__Passage shown__:
######

Staff Sergeant Thomas Joseph Bricen Jr. (1922 - 1944)

12th Army Air Force - Mediterranean Theater - WWII - KIA

Remembering - Staff Sergeant Thomas Joseph Bricen Jr. - MZHS "Hero of Air Power"

Thomas J. Bricen Jr., son of Thomas and Agnes Gardner Bricen, was a Jay High School graduate, and married to Dorothy with a daughter Dianna. He entered the Army Air Forces on January 4, 1943 and, after training as a B25 Mitchell turret gunner, he was assigned to the 12th Army Air Force (445th Bomb Squadron, 321st Bomber Group) in March 1944.

From its home airbase in Solenzara, Corsica, the 445th bomber squadron participated in bombing raids over Italy, France, and Germany, and received a presidential citation for its missions. S/Sgt Bricen participated in his group’s historic 400th combat mission in an attack upon the Castiglioncello railroad bridge in Italy. He also was the turret gunner for one of the most destructive attacks carried out by a single B25 bomber group in which 3 warships in Toulon harbor were destroyed after the landings in Southern France. For Staff Sergeant Thomas Bricen, his 58th mission was to be his last. 

The 445th bomber squadron ran into plenty of trouble on Tuesday October 3, 1944 when bombing the Galliate Road Bridge in the Milan, Italy area. This “hot” target was surrounded by anti-aircraft defenses that cost the squadron two aircraft- the lead B25 bomber, and bomber B-25J named “Evora” which included turret gunner S/Sgt Thomas J. Bricen Jr. when hit by flak and went down in flames. It’s doubtful if any survived the attack. Listed as KIA, killed in action, the entire crew was interred October 5 in the Florence American Cemetery, Florence, Italy.

######

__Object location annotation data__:
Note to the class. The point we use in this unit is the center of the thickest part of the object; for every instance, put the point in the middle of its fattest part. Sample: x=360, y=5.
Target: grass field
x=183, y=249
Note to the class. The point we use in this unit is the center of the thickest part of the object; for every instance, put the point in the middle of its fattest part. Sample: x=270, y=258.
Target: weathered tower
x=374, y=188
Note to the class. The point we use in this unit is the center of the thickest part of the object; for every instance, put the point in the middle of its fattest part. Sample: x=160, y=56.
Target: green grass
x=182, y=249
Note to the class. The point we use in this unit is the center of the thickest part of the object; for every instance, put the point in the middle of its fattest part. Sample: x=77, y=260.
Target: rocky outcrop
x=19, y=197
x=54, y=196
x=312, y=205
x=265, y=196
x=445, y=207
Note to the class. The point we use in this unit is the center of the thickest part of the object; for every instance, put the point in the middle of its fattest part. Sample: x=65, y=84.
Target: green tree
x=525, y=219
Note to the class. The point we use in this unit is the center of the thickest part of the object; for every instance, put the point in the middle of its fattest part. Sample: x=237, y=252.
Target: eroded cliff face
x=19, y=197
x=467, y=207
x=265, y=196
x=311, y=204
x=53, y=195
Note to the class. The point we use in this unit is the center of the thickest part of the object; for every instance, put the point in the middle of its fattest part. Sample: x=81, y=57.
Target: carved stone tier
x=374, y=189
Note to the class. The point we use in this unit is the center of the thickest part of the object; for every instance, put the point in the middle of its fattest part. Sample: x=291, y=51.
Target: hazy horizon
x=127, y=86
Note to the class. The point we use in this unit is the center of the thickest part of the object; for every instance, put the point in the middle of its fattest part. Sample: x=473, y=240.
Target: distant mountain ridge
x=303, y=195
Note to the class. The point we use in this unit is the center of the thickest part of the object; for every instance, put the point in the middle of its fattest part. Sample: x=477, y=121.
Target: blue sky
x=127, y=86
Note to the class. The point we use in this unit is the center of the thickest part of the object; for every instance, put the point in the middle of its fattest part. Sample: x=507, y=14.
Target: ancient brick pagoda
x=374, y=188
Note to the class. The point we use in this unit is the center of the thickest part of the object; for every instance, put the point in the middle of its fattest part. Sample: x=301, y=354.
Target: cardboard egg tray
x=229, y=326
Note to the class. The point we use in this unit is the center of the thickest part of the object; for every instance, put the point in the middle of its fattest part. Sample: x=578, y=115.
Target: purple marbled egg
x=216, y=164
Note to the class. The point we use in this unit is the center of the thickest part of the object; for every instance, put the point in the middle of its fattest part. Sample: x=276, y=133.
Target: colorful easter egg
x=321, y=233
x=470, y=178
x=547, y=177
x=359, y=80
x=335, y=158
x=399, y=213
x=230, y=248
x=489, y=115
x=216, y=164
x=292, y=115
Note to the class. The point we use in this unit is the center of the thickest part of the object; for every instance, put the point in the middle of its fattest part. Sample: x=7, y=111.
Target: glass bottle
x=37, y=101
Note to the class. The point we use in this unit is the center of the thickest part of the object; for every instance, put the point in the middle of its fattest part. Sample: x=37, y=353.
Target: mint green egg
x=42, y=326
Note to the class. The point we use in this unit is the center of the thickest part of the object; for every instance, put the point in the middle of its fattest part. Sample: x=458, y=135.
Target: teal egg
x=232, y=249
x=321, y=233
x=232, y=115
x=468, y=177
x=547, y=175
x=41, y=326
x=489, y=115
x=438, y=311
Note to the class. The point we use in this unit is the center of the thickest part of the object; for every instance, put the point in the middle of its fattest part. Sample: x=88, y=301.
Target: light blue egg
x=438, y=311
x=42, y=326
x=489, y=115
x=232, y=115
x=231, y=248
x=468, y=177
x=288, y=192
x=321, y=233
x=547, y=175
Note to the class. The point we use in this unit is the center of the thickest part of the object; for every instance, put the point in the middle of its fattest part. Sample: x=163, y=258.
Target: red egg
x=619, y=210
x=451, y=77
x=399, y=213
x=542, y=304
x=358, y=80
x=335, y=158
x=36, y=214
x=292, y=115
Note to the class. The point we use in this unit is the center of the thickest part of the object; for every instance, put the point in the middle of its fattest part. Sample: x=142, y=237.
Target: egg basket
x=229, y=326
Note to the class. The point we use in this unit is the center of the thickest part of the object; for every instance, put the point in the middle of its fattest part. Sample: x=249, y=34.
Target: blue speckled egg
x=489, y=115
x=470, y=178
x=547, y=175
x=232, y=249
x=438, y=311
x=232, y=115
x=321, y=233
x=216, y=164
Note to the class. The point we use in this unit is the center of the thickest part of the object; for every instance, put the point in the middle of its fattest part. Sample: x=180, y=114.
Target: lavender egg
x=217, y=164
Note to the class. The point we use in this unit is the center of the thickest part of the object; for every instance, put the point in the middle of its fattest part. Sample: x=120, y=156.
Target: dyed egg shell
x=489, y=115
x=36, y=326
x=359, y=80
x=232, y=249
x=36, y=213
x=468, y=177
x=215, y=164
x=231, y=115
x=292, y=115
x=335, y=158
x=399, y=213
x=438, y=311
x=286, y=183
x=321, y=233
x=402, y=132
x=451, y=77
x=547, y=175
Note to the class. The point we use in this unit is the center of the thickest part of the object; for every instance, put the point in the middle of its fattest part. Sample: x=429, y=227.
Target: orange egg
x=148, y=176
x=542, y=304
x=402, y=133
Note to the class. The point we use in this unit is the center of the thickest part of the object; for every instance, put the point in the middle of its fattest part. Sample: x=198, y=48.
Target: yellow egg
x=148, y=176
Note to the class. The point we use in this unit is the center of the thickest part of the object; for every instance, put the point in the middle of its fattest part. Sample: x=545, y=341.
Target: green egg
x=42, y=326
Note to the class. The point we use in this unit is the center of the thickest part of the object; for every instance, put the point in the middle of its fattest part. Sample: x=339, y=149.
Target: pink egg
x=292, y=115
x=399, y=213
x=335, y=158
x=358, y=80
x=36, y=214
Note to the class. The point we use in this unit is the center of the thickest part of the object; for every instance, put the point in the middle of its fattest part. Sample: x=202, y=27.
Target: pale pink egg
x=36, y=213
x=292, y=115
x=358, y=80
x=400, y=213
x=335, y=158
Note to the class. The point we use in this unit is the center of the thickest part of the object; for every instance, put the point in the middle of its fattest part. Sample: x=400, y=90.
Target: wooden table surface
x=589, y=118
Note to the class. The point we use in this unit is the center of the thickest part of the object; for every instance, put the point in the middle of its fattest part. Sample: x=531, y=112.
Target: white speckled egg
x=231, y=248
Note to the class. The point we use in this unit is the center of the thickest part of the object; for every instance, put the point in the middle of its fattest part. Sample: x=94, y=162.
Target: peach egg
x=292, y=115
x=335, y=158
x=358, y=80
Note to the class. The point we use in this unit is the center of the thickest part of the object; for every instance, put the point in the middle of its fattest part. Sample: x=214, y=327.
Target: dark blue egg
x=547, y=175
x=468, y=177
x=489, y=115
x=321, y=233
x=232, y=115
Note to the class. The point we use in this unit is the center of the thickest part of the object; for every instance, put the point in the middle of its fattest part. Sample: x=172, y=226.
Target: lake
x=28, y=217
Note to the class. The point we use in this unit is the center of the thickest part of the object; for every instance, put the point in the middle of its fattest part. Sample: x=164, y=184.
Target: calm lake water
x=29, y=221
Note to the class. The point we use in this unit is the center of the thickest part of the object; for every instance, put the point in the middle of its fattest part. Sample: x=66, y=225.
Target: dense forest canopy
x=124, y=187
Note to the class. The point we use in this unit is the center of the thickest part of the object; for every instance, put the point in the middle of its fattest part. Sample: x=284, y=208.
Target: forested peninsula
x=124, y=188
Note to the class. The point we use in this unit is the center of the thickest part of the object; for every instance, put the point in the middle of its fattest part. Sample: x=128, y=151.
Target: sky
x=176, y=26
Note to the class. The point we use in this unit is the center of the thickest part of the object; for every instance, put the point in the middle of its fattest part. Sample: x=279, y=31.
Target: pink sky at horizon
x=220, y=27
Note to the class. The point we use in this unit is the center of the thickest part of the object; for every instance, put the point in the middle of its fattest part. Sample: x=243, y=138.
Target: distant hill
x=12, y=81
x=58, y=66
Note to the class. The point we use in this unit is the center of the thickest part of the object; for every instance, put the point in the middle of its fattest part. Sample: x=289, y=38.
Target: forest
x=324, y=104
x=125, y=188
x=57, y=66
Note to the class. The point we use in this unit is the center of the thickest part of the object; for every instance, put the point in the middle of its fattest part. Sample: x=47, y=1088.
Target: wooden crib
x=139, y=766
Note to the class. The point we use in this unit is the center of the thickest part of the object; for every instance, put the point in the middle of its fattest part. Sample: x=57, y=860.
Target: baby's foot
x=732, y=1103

######

__Aim of the task__: In the Bricen biography, which bridge was attacked on his group's 400th combat mission? The entries stand apart from the Bricen biography and are separate material.

__Result below__: The Castiglioncello railroad bridge in Italy.